Work to be completed —
Can you reproduce, word for word, the part of the melasma piece below that begins at the words "Specifically, you have" and stops after "side-effects was Melasma."?

Extract provided —
━━━━
The world would be a different place if everyone had clear complexions. Teenagers wouldn't be as angsty, and grown women wouldn't be as annoyed. Alas, however, people have all different kinds of complexions – usually ones with imperfections, and you're certainly no exception.
Specifically, you have recently been diagnosed with Melasma, and are trying to find ways to effectively deal with it. While you're certainly glad that you took birth control pills when you did, you're not so thrilled at one of the side-effects was Melasma.
Of course, it wasn't just the birth control pills that triggered the Melasma, it was also all those summer days you spent outside tanning. The prolonged exposure to the sun's rays triggered the production of melanin, so that now you have brown patches on your face.
It started simply, with just a little patch of brown showing up on your nose. You thought nothing of it, just assuming that it must have been a patch of freckles – you do have a pale complexion, after all. However, a few weeks later, you noticed that there was even more patches of light brown slowly spreading across your face. It was then that you decided to go see a dermatologist.
You were happy to know that your Melasma wasn't something that was serious. Instead, it was, and is, going to be more of an annoyance than anything else. As for treatment, you could go the expensive route, with injections and chemical peels, but so far none of these treatments have been proven without a doubt to work.
So, your dermatologist tells you to go a far simpler route, and instead wear lots of SPF as well as stay out of the sun. You cringe. You love being in the sun as much as you can, because it's just so nice, and warm, and comforting, and…hey! It's also a great extra a source of Vitamin D, right? Your dermatologist says yes, in moderation it is, but no more sun tanning for you.
You walk into your local drugstore feeling defeated. You stare at the long aisle of SPFs, and decide that you'll choose the one that comes in the cute bottle. Your dermatologist told you to choose an SPF of at least 30, so that's what you've done. You're not too thrilled at how greasy the SPF feels though. Plus, after just a few days of using your new SPF, you're starting to smell suspiciously like a cucumber.
You have to admit, you were kind of surprised that you can get an unhealthy amount of UV rays just from driving in the car. You do happen to do a lot of driving, so that's probably another thing that contributed to your skin problem. Well, you've decided that, rather than lathering up with SPF (okay, you still will on your face) every time you plan on going in your car, it's better to wear that nice white hoodie you have. After all, white does a great job of deflecting sunlight. Heck, it works for desert nomads!
━━━━
[Items from a data source]

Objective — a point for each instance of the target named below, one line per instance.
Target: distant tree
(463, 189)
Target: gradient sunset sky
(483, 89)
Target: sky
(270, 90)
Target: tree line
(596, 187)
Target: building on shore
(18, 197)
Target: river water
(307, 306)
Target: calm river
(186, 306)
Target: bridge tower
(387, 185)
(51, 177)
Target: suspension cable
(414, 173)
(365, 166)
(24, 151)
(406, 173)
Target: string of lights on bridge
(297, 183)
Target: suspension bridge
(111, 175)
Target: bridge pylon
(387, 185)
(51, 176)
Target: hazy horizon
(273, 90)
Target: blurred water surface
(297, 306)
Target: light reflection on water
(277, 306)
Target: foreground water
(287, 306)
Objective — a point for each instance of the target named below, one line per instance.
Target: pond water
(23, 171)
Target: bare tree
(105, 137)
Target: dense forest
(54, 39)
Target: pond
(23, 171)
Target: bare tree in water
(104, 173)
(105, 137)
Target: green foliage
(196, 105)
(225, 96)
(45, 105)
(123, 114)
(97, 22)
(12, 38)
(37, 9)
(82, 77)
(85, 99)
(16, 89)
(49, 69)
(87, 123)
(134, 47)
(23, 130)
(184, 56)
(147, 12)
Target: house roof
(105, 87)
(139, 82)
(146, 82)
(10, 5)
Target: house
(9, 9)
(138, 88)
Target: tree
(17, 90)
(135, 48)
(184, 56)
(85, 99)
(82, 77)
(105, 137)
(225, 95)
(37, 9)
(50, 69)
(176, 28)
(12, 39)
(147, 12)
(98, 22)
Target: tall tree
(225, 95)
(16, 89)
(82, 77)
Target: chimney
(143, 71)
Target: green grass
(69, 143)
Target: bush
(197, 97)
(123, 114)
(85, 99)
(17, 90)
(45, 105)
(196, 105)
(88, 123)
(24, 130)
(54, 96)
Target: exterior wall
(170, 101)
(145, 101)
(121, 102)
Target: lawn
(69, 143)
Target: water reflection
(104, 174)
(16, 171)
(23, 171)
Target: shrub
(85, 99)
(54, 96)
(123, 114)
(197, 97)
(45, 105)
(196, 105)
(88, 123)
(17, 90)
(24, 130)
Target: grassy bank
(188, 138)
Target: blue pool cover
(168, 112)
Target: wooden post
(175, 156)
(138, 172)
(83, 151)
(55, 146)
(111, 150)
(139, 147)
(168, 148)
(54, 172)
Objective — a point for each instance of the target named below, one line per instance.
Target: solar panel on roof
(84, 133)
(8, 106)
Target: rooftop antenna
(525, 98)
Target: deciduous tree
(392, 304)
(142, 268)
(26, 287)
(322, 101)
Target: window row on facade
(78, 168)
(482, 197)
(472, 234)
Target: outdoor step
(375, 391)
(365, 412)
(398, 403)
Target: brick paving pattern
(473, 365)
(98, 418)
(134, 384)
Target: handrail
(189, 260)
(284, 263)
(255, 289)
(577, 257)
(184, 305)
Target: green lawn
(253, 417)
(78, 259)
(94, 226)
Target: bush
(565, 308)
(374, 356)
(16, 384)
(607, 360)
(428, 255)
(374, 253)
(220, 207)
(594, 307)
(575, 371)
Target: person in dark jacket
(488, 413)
━━━━
Answer area —
Specifically, you have recently been diagnosed with Melasma, and are trying to find ways to effectively deal with it. While you're certainly glad that you took birth control pills when you did, you're not so thrilled at one of the side-effects was Melasma.